____ LISTING

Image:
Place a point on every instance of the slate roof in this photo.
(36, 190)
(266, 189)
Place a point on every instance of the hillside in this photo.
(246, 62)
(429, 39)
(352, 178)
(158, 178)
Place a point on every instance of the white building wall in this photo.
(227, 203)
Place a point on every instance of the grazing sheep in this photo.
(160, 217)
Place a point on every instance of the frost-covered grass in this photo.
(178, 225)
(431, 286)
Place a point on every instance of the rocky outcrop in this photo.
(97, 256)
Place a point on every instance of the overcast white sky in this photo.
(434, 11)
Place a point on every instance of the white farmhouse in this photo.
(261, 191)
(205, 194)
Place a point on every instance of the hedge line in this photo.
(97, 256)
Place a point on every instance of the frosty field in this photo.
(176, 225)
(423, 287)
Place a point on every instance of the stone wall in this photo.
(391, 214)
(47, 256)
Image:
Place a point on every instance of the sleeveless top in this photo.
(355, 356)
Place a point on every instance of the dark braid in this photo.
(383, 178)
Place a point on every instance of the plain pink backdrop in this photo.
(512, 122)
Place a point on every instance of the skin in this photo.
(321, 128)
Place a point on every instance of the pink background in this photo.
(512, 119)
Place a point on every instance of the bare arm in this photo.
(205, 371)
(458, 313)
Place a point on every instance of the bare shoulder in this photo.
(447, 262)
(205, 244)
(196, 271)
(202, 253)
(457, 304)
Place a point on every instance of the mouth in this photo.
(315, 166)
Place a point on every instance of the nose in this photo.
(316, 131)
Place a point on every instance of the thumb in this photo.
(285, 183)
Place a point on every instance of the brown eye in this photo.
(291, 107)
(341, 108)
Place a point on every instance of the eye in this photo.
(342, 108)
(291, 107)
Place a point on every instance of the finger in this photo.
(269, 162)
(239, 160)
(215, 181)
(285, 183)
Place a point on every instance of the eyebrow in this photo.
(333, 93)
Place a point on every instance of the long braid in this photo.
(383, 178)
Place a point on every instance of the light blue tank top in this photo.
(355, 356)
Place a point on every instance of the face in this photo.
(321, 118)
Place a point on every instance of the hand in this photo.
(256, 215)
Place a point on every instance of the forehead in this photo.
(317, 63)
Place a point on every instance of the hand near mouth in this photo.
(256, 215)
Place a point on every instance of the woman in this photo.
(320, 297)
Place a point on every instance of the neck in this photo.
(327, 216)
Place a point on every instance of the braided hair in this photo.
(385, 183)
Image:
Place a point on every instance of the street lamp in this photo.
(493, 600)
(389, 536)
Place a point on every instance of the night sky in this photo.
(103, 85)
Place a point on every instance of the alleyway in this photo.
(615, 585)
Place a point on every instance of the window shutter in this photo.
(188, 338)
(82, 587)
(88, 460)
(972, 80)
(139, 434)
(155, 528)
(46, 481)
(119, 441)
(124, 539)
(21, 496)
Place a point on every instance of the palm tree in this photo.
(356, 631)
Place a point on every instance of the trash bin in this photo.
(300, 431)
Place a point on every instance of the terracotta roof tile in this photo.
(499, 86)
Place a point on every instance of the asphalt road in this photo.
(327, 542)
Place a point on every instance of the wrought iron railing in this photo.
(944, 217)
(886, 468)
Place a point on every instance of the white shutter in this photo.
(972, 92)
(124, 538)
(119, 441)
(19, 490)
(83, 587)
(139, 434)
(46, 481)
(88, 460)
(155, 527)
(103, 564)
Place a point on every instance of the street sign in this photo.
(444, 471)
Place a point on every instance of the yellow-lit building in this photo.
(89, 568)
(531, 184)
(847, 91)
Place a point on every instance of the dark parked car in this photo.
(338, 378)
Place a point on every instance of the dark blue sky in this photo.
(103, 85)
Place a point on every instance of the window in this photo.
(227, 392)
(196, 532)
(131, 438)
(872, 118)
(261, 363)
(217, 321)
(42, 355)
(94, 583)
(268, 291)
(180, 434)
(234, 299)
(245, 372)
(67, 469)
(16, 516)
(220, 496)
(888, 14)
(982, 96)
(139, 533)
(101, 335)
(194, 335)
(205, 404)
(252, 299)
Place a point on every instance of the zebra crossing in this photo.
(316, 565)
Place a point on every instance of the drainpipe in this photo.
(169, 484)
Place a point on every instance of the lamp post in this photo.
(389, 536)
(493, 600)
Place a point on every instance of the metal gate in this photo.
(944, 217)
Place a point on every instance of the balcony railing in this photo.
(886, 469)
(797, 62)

________

WORK INSTRUCTIONS: Copy the records again from the line containing "Place a point on every instance of the window in" up to and including the last line of the records, keeping every request line. Shift each answer point by adding -87 to both of its coordinates.

FINISHED EXERCISE:
Place a point on every instance of the window in this photo.
(140, 305)
(109, 445)
(44, 351)
(785, 31)
(174, 276)
(130, 234)
(-45, 268)
(7, 496)
(181, 204)
(93, 347)
(147, 212)
(158, 285)
(-20, 382)
(-71, 429)
(133, 409)
(801, -73)
(895, 9)
(52, 446)
(14, 248)
(107, 248)
(118, 317)
(165, 212)
Place a point on every instance of the zebra crossing in this photo.
(229, 478)
Place a point on every instance of the drainpipe in this photo.
(82, 397)
Place a point on every instance of the lamp post in this photo.
(302, 449)
(406, 513)
Place a point on every instance of the metal gate in this photo.
(857, 130)
Place a point on every instance of the balcony railing in this photo.
(799, 382)
(710, -25)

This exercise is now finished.